* [GIVEN REQUEST]: Pull out each line of the records below that contains the word "white", and copy those lines unchanged. Case counts.

===============

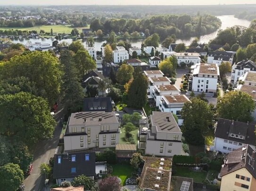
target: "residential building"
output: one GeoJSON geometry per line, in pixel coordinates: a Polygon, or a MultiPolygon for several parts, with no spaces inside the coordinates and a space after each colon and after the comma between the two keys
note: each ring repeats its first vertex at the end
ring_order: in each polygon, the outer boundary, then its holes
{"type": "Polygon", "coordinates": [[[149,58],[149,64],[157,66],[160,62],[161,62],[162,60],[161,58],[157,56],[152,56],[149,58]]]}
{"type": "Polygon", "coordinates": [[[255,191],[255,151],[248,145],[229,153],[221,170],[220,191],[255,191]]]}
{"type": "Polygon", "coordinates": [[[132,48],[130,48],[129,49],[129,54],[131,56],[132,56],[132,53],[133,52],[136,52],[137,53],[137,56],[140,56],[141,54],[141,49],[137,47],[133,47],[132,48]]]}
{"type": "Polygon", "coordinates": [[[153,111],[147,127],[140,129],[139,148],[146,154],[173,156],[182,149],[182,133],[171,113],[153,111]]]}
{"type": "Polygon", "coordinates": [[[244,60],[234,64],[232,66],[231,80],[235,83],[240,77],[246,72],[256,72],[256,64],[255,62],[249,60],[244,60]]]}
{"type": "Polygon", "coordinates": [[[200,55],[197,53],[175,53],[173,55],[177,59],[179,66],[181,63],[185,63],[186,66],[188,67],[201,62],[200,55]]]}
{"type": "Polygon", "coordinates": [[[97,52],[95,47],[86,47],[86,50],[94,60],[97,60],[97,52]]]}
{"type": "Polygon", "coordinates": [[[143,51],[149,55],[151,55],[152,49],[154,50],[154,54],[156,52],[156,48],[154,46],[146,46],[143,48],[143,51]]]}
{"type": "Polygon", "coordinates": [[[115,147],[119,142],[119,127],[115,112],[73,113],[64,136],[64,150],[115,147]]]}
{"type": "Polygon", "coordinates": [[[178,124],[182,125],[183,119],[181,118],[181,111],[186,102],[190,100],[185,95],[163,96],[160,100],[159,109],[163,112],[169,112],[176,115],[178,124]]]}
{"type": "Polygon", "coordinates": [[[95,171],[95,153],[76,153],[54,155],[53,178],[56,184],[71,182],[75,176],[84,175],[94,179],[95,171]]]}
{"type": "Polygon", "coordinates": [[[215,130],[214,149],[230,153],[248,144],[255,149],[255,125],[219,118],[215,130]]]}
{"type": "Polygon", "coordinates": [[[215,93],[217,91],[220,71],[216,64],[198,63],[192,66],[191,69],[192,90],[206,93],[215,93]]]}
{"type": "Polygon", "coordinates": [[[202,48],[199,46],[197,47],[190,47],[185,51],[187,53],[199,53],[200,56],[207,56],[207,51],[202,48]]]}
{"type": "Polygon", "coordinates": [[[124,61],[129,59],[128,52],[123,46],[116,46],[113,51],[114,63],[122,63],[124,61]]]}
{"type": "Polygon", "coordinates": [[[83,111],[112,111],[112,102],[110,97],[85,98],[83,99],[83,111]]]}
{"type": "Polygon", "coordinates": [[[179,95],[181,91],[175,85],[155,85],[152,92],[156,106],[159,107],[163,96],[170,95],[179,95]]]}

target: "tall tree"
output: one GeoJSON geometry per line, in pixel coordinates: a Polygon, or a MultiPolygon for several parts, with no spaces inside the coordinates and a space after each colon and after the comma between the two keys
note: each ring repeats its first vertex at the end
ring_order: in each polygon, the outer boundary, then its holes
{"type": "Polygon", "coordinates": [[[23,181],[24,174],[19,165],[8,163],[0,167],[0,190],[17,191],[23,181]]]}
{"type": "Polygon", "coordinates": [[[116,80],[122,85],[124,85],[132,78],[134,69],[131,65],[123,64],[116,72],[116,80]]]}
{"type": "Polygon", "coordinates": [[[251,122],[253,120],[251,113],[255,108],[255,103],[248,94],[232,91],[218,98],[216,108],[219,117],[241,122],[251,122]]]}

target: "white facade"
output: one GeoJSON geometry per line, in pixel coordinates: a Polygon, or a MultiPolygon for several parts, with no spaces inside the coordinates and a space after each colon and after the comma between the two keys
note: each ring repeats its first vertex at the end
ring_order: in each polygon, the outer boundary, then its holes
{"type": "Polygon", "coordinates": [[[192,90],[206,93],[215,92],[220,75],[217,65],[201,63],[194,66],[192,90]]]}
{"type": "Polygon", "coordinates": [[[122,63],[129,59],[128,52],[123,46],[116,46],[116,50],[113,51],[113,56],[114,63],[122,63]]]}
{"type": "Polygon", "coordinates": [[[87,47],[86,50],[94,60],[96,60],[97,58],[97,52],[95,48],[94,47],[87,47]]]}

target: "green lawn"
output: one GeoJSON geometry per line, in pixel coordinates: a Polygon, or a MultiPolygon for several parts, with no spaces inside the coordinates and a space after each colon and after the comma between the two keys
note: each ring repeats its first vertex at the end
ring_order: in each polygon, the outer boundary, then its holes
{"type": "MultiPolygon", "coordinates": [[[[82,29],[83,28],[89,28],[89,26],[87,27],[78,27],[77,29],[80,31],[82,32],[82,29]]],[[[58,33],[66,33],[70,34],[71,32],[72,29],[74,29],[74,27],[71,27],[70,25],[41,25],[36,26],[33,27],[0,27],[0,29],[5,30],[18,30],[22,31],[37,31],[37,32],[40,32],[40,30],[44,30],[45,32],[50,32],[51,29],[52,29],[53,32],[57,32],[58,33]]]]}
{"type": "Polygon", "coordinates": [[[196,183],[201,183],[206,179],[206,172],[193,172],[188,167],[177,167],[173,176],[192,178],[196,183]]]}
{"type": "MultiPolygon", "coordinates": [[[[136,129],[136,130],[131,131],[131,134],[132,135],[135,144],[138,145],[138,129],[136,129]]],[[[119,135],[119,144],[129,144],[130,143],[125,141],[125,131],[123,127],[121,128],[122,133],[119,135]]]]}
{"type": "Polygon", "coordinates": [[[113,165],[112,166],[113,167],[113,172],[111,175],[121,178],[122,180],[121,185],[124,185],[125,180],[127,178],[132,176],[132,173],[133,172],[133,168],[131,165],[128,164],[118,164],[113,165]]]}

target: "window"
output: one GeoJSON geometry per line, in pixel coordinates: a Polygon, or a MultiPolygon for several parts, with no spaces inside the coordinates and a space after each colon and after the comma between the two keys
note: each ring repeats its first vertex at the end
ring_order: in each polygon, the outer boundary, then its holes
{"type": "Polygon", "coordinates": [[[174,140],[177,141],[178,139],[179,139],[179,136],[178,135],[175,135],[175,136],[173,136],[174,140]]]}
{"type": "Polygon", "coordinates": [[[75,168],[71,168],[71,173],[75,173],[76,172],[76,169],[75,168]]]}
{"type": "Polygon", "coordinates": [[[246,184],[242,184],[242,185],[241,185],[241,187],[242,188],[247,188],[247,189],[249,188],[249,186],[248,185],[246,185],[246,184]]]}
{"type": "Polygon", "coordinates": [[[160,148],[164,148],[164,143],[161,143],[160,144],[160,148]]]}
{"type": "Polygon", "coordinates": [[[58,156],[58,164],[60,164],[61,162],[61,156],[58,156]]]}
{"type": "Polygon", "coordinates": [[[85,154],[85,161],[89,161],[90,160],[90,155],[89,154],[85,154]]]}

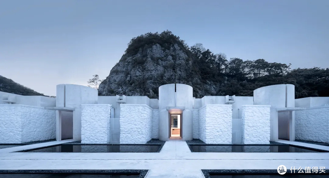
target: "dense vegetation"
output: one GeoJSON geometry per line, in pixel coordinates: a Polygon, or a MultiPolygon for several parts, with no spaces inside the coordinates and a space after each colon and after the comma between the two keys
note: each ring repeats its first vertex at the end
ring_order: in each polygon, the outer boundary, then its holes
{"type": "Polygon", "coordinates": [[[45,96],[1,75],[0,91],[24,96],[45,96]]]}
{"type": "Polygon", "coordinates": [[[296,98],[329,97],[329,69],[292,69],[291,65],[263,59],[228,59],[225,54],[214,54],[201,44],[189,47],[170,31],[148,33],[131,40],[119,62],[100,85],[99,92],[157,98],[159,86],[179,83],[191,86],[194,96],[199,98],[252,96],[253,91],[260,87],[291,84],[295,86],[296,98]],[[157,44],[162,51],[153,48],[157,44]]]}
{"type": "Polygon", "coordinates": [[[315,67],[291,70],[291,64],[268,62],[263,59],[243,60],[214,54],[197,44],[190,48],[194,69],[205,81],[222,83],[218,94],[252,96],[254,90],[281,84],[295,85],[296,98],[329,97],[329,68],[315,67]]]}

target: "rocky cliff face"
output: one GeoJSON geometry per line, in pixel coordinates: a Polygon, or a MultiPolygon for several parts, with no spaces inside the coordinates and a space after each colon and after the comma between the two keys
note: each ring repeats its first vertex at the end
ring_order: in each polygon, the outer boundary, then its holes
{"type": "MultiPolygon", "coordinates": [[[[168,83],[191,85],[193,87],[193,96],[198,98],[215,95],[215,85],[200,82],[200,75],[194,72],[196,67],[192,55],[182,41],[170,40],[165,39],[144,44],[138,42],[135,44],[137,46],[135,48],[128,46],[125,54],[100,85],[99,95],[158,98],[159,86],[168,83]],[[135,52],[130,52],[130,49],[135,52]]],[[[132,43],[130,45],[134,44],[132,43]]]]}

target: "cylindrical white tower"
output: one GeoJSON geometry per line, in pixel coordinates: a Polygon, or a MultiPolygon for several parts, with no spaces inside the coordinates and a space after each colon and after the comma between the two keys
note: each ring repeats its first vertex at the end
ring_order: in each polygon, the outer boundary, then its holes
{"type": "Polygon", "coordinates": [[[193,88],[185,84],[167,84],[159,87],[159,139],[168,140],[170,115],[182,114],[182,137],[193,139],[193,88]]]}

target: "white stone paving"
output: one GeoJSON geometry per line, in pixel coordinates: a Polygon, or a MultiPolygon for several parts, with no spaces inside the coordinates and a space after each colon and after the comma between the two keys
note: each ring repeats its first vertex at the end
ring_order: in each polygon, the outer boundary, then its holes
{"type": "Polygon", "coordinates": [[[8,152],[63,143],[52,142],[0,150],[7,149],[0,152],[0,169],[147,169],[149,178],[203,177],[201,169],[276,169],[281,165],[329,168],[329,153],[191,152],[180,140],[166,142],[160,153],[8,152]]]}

===============

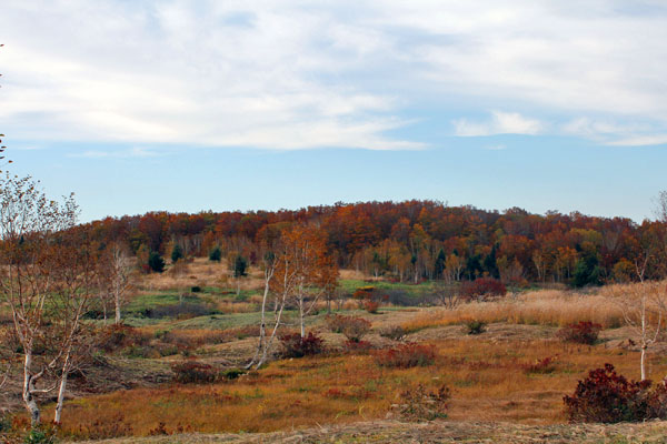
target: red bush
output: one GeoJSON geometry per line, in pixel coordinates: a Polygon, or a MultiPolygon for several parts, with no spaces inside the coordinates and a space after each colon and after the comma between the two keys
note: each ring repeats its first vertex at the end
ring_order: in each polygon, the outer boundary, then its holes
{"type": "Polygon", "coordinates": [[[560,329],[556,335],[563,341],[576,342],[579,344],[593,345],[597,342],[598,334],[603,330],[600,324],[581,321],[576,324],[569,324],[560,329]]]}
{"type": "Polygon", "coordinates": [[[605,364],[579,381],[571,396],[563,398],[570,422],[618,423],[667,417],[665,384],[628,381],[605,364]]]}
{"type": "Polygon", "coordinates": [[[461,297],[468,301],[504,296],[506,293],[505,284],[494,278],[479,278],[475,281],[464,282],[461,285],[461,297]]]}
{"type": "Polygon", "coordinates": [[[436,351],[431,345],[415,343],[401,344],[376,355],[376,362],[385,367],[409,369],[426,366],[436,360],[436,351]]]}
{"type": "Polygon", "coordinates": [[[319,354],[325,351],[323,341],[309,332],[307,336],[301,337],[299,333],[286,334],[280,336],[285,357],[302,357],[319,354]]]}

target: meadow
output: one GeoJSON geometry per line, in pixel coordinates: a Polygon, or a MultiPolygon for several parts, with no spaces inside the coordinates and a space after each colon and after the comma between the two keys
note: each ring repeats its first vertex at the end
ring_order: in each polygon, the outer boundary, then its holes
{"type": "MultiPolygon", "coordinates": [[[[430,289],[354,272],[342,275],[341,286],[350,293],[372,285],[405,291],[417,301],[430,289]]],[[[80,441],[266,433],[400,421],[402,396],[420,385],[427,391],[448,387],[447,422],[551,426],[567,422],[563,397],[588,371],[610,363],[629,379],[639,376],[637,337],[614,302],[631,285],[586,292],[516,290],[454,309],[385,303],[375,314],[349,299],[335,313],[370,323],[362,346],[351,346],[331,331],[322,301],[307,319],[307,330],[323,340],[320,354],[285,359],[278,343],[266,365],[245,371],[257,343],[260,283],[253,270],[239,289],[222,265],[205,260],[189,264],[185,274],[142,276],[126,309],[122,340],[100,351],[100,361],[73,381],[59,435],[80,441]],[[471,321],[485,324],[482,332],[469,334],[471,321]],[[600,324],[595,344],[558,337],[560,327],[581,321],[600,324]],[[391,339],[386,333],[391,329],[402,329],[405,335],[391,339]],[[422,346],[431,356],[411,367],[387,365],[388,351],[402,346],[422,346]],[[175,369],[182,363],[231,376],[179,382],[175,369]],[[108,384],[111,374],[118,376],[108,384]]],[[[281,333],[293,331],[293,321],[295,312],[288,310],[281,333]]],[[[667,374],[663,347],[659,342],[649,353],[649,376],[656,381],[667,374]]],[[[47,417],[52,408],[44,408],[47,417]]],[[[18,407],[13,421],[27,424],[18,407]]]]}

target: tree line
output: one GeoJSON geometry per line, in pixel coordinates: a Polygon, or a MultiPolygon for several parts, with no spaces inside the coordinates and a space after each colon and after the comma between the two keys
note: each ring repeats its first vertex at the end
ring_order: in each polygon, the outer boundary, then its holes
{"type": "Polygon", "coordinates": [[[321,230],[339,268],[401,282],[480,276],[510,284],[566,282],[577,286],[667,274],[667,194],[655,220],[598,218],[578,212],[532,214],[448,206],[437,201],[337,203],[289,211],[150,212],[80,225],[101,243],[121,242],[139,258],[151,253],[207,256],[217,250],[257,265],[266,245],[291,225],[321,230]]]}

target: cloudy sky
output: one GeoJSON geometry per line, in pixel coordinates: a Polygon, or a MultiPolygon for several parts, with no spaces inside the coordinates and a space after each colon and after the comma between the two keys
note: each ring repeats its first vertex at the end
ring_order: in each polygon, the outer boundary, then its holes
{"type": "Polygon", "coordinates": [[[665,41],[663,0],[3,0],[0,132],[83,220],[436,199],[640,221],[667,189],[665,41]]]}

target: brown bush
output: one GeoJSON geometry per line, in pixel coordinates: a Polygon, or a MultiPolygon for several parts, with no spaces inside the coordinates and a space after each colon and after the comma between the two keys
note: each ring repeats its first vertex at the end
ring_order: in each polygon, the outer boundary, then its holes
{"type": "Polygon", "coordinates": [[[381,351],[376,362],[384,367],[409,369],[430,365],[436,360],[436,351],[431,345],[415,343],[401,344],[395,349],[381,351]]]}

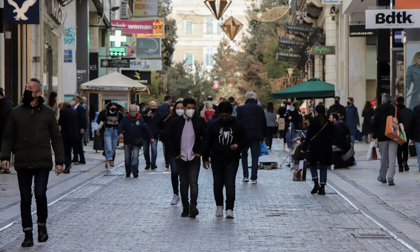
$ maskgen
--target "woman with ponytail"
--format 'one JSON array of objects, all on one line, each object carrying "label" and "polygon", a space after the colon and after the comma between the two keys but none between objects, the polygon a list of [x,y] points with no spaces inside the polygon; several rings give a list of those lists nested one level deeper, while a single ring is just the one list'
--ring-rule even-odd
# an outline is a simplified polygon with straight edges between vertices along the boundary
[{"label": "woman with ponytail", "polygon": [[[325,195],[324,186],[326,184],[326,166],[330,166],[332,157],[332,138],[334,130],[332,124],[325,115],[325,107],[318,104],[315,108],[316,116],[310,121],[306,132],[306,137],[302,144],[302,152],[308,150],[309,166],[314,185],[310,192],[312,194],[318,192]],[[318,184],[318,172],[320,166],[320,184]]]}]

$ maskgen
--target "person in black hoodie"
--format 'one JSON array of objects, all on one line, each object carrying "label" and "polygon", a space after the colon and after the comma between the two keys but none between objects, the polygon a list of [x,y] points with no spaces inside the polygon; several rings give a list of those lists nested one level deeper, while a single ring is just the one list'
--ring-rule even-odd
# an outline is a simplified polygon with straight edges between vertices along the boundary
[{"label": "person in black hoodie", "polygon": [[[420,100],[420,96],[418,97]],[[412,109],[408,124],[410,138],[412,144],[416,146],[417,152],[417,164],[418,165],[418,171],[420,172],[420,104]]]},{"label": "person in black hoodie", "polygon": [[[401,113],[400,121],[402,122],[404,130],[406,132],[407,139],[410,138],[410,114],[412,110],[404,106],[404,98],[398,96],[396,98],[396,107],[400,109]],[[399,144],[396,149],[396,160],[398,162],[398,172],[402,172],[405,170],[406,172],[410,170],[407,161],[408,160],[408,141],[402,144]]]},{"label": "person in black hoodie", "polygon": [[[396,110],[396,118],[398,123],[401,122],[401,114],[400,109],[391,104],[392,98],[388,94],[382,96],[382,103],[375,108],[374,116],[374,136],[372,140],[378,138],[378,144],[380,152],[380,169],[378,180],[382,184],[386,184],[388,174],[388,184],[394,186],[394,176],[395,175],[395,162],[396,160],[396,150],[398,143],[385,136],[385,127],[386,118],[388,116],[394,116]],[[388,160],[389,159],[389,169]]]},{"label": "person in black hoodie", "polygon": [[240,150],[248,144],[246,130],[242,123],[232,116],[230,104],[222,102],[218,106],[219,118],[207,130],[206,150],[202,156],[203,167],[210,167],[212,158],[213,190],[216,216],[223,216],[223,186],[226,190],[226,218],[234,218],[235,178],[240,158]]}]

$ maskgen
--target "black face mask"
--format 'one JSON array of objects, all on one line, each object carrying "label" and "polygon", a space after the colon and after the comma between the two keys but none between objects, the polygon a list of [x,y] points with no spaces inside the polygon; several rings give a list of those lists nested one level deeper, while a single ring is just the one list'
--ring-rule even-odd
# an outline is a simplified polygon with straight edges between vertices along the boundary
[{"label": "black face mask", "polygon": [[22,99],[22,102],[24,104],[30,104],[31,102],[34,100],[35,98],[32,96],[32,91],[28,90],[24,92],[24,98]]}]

===============

* [THE REPLY]:
target: "white facade"
target: "cylindrical white tower"
target: "white stone paving"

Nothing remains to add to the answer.